- **Aim of the exercise**
Exactly repeat the material, dropping only the pictures.

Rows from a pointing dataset
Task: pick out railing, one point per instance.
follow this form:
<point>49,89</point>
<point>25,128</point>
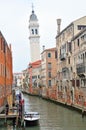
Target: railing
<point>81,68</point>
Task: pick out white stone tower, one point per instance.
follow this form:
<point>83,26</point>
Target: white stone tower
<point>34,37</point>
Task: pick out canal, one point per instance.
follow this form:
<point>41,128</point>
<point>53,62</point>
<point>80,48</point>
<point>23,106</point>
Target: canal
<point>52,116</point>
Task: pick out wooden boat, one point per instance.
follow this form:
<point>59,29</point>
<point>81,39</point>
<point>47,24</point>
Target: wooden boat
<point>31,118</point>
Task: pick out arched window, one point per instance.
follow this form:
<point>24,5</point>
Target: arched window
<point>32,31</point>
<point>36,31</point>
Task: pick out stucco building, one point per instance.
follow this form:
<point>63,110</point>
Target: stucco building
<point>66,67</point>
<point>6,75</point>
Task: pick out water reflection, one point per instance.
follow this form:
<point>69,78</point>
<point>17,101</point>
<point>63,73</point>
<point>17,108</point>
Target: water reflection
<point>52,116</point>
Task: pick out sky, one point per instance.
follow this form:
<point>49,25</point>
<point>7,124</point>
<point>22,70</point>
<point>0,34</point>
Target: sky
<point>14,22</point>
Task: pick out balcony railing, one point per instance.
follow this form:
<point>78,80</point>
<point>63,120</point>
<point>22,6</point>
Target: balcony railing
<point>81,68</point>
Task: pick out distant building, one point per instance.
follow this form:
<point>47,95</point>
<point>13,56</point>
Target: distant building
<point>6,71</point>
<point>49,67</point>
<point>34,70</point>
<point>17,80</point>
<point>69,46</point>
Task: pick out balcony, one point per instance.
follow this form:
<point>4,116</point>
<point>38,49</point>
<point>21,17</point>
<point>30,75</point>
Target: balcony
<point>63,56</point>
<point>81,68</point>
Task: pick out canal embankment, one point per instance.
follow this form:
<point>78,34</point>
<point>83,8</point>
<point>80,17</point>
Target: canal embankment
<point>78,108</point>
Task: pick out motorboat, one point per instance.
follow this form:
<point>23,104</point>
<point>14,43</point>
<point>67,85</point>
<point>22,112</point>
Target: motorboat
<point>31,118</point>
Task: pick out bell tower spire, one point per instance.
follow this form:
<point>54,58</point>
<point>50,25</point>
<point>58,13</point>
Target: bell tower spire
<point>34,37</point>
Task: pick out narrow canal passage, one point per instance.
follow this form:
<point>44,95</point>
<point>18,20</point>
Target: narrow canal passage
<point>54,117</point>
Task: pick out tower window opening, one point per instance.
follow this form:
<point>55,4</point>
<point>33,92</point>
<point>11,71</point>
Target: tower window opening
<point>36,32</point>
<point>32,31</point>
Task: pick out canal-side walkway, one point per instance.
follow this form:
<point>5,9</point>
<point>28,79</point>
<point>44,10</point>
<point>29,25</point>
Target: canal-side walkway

- **The solution**
Task: pick out railing, one point per instance.
follow this form:
<point>49,89</point>
<point>25,128</point>
Target: railing
<point>81,68</point>
Task: pick out white stone tower, one point per instance.
follow this form:
<point>83,26</point>
Target: white stone tower
<point>34,37</point>
Task: pick out canal, one point per instance.
follow this form:
<point>41,128</point>
<point>53,62</point>
<point>80,48</point>
<point>23,106</point>
Target: canal
<point>52,116</point>
Task: pick out wooden boat, one point per instance.
follow this form:
<point>59,29</point>
<point>81,39</point>
<point>47,24</point>
Target: wooden boat
<point>31,118</point>
Task: pick out arched window, one point per instance.
follow this form:
<point>24,5</point>
Target: arched window
<point>32,31</point>
<point>36,31</point>
Task: pick out stucco building, one point per instance.
follow this form:
<point>63,110</point>
Target: stucco building
<point>66,67</point>
<point>6,75</point>
Task: pick out water reflection, one point per instance.
follow this form:
<point>69,78</point>
<point>17,101</point>
<point>63,73</point>
<point>17,108</point>
Target: water reflection
<point>52,116</point>
Task: pick out sky, one point per instance.
follow this form:
<point>49,25</point>
<point>7,124</point>
<point>22,70</point>
<point>0,34</point>
Target: sky
<point>14,22</point>
Task: pick out balcony railing, one point per instance.
follow this form:
<point>78,80</point>
<point>63,120</point>
<point>22,6</point>
Target: balcony railing
<point>81,68</point>
Task: pick out distant building, one point per instance.
follow this form:
<point>47,95</point>
<point>13,56</point>
Target: distant building
<point>6,71</point>
<point>49,67</point>
<point>34,70</point>
<point>17,80</point>
<point>69,46</point>
Task: pick out balcony, one point per instance.
follow this form:
<point>4,116</point>
<point>38,49</point>
<point>21,17</point>
<point>30,75</point>
Target: balcony
<point>63,56</point>
<point>81,68</point>
Task: pick out canal embankment, one point per instance.
follow this form:
<point>78,34</point>
<point>83,8</point>
<point>80,17</point>
Target: canal embankment
<point>78,108</point>
Task: pick out motorboat, one point per instance.
follow this form:
<point>23,104</point>
<point>14,43</point>
<point>67,85</point>
<point>22,112</point>
Target: motorboat
<point>31,118</point>
Task: pick out bell tower spire, one point per instance.
follow this form:
<point>54,58</point>
<point>50,25</point>
<point>58,13</point>
Target: bell tower spire
<point>34,37</point>
Task: pick out narrow canal passage, one point per instance.
follow this form:
<point>44,95</point>
<point>18,20</point>
Target: narrow canal passage
<point>54,117</point>
Task: pick out tower window opening, one point per instance.
follow this form:
<point>55,4</point>
<point>33,92</point>
<point>11,71</point>
Target: tower window opening
<point>36,32</point>
<point>32,31</point>
Task: pick out canal-side walkway, one point per instance.
follow this form:
<point>5,9</point>
<point>28,79</point>
<point>44,10</point>
<point>29,25</point>
Target: canal-side walkway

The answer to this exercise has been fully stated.